→ **Listing**:

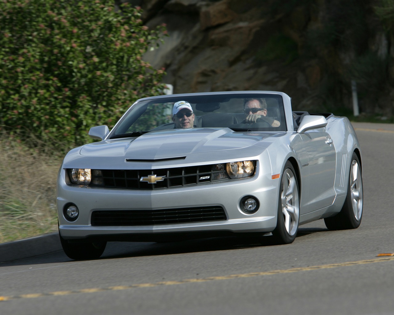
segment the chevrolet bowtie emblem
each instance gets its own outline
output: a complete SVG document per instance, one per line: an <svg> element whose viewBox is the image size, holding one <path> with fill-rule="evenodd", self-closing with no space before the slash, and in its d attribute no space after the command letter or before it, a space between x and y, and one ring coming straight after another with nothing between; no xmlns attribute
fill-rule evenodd
<svg viewBox="0 0 394 315"><path fill-rule="evenodd" d="M141 177L139 181L147 182L150 184L155 184L156 182L161 182L162 180L164 180L165 177L165 176L156 176L156 174L149 175L147 177L144 177L143 176Z"/></svg>

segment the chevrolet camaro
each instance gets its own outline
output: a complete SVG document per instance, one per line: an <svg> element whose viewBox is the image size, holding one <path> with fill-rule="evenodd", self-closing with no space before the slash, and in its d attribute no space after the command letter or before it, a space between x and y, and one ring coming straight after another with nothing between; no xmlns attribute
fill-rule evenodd
<svg viewBox="0 0 394 315"><path fill-rule="evenodd" d="M108 241L271 235L289 244L315 220L330 230L361 222L351 124L293 111L283 93L142 98L110 131L89 134L95 141L67 154L57 182L60 240L72 259L98 258Z"/></svg>

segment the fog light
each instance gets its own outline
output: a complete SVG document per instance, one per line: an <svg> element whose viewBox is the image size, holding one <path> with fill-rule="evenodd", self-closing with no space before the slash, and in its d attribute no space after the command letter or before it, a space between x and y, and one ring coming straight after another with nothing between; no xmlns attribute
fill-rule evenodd
<svg viewBox="0 0 394 315"><path fill-rule="evenodd" d="M252 214L256 212L258 209L258 201L253 196L247 196L241 199L240 206L243 212Z"/></svg>
<svg viewBox="0 0 394 315"><path fill-rule="evenodd" d="M75 205L69 204L64 207L63 213L66 220L72 222L77 219L79 214L79 210Z"/></svg>

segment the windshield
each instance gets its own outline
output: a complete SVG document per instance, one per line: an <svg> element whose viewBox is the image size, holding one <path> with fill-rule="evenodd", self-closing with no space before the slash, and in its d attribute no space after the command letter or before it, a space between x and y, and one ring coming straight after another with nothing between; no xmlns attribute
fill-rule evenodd
<svg viewBox="0 0 394 315"><path fill-rule="evenodd" d="M110 138L151 131L229 128L235 131L285 131L282 97L275 94L169 95L133 105Z"/></svg>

→ **Directions**: Beginning at the line where "segment the windshield" appears, extract each line through the end of the data above; keep them exact and include nothing else.

→ **Response to this task**:
segment the windshield
each instance gets its own outline
output: a complete SVG document per instance, one per line: an <svg> element whose viewBox is the image size, holding one <path> with fill-rule="evenodd", self-closing with no space before the slash, and in its d attribute no space after the command letter or before it, a space between x and y, and one ring coming straight after another with nothing between; no xmlns attribute
fill-rule evenodd
<svg viewBox="0 0 394 315"><path fill-rule="evenodd" d="M110 138L151 131L229 128L235 131L285 131L282 97L275 94L169 95L133 105Z"/></svg>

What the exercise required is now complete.